WHAT IS REQUIRED => Write out the passage from the reflection on yamas and niyamas below, starting at "Emily DeRee" and ending at "and saucha (purity).".

EXERCISE TEXT =>
-=-=-

Emily DeRee
I have spent a lot of time reflecting on this question, and actually spent a little time discussing it with my mentor. After reading this book, there are bits and pieces to each yama and niyama that I want to work on. Not just for the sake of being a teacher, but to make me a better human in general. I struggle with bringing these practices into a class unless I understand them and have at least reconized the ways in which I need to improve upon them in my daily life.
That being said, there are two that I’d like to focus on first – brahmacharya (non-excess) and saucha (purity).

-=-=-

DATA TO EXAMINE =>

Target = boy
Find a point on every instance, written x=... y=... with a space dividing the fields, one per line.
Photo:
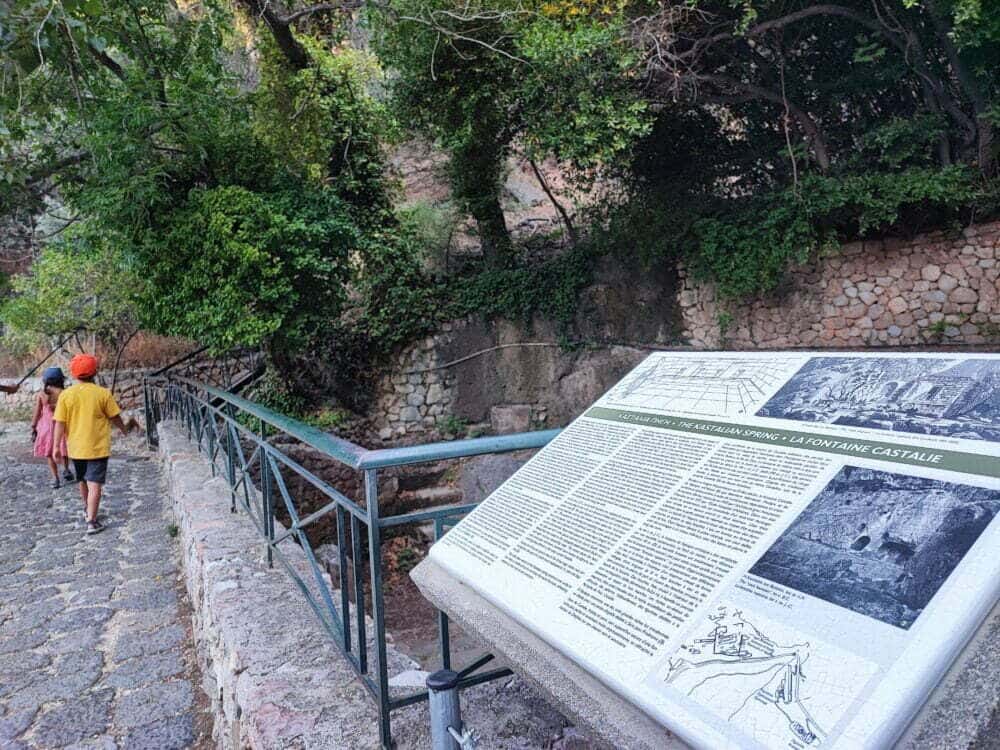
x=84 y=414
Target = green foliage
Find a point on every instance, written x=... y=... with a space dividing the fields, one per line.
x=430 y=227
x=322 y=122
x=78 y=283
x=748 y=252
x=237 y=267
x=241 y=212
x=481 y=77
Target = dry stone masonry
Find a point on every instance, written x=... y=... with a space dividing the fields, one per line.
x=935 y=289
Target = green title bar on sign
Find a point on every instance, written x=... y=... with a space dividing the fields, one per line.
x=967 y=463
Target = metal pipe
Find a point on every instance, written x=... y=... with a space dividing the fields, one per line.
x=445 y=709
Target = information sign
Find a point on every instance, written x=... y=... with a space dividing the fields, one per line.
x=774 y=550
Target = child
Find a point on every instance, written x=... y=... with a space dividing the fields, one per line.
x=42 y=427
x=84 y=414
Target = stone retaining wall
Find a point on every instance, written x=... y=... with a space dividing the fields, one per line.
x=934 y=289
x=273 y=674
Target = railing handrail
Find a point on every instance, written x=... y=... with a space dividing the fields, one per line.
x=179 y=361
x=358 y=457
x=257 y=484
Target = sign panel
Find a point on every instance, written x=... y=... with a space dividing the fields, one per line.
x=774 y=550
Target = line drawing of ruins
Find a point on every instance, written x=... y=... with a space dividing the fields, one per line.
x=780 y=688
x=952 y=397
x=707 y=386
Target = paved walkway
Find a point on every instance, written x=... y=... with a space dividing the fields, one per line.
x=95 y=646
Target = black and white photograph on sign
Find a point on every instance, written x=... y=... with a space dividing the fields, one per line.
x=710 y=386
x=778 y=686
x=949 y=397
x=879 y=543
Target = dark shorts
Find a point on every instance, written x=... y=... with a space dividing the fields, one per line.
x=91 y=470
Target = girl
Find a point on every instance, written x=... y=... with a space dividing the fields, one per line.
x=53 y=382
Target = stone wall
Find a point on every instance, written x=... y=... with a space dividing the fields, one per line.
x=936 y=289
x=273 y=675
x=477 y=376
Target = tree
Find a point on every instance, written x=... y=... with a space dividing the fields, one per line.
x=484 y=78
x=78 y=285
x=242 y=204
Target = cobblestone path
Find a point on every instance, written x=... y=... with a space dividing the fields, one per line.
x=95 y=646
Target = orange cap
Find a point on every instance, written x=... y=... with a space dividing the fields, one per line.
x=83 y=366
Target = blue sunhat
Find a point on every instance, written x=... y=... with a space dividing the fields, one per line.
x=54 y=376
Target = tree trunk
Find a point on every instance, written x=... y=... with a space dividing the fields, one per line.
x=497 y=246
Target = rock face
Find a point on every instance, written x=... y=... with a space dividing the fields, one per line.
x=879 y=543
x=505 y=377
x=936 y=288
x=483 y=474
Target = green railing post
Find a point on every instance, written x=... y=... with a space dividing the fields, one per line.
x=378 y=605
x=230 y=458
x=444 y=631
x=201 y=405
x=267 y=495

-=-=-

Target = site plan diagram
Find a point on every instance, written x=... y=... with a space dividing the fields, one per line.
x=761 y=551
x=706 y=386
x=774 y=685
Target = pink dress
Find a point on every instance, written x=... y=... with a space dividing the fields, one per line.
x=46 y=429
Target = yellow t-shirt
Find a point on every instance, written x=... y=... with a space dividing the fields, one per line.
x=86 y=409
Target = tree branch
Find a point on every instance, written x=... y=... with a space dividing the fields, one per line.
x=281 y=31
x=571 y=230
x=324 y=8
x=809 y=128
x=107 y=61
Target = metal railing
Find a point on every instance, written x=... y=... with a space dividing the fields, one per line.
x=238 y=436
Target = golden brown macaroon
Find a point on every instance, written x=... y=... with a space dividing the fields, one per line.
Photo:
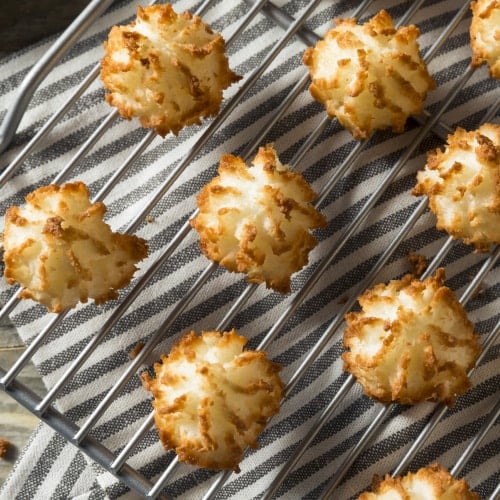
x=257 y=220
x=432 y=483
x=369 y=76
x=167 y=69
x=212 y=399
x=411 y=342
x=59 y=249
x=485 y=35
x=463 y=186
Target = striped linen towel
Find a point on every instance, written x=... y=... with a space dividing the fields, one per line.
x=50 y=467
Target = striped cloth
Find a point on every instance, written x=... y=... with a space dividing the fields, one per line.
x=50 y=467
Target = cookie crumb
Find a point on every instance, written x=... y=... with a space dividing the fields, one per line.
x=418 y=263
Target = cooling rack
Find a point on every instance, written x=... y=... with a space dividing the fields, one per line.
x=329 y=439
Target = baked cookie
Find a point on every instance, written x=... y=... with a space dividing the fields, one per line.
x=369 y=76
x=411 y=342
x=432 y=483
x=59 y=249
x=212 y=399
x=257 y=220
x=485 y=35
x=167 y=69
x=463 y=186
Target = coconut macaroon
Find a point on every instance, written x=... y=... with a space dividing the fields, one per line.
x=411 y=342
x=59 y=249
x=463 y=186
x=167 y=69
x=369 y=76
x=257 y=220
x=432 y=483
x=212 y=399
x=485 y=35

-=-=-

TASK RESULT =>
Emily DeRee
I have spent a lot of time reflecting on this question, and actually spent a little time discussing it with my mentor. After reading this book, there are bits and pieces to each yama and niyama that I want to work on. Not just for the sake of being a teacher, but to make me a better human in general. I struggle with bringing these practices into a class unless I understand them and have at least reconized the ways in which I need to improve upon them in my daily life.
That being said, there are two that I’d like to focus on first – brahmacharya (non-excess) and saucha (purity).